## Consigne
Comptez, s'il vous plaît, les lignes du matériau ci-dessous qui contiennent la chaîne « result », en respectant la casse. Donnez uniquement ce nombre.

## Données
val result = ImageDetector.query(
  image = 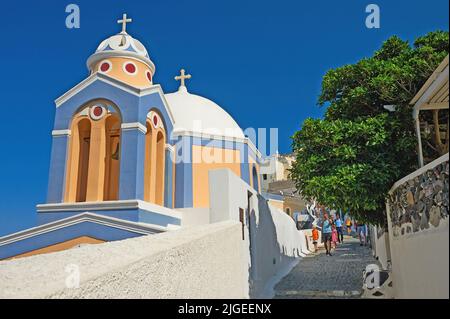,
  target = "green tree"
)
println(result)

## Résultat obtenu
2